**What you should do:**
Count the lines in the records below that contain the string "truck", matching case exactly. Reply with only the number.

================

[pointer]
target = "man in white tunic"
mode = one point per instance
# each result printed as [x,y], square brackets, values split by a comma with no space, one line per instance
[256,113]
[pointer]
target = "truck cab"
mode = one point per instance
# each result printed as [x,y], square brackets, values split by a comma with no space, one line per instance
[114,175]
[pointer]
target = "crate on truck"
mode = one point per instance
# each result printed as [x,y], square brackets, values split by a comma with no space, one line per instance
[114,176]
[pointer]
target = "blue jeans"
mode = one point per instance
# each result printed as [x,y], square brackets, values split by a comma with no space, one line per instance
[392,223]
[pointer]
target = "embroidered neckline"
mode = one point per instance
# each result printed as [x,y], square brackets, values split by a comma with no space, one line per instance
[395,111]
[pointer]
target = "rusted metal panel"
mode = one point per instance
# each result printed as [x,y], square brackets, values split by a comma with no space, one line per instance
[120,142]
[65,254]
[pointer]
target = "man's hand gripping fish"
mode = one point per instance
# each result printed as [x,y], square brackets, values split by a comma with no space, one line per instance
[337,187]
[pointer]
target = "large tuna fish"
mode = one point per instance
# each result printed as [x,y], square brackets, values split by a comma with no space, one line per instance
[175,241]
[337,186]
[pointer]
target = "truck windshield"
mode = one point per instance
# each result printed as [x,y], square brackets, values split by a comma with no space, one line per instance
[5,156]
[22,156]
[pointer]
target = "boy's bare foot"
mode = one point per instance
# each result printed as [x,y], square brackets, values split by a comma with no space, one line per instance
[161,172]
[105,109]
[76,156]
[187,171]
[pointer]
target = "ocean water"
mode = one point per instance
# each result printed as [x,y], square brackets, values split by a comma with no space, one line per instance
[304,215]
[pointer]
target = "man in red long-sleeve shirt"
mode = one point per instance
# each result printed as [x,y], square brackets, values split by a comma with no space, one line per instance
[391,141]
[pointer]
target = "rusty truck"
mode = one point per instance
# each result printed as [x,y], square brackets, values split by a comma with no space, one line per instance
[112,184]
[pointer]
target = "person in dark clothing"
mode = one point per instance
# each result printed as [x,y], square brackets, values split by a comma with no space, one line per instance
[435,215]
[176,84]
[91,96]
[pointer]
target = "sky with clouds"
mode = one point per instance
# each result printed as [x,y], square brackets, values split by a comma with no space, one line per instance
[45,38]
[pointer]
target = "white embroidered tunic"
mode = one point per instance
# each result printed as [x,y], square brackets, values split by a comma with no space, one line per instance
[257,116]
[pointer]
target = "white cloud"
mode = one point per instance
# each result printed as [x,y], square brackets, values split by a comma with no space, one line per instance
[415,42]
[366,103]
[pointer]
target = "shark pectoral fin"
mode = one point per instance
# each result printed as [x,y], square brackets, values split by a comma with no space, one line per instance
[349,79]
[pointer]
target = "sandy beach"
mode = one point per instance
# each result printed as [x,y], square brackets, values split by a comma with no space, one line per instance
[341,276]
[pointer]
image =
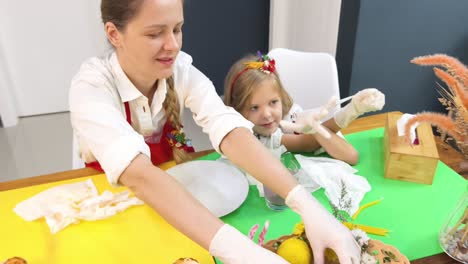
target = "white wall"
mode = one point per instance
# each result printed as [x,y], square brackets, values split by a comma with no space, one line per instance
[305,25]
[44,42]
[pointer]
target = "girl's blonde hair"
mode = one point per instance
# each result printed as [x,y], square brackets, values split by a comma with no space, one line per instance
[239,88]
[120,12]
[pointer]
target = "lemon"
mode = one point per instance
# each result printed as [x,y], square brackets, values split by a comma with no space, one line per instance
[295,251]
[330,255]
[299,229]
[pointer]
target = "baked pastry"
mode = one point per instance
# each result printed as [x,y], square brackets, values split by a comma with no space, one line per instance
[186,261]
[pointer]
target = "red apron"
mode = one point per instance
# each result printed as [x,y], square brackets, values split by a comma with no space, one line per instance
[160,152]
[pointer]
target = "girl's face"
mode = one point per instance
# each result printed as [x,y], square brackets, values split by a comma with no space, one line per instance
[264,108]
[152,39]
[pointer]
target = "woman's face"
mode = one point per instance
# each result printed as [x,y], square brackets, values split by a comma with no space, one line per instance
[152,39]
[264,107]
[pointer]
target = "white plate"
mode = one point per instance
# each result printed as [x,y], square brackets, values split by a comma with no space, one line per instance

================

**Output for this task:**
4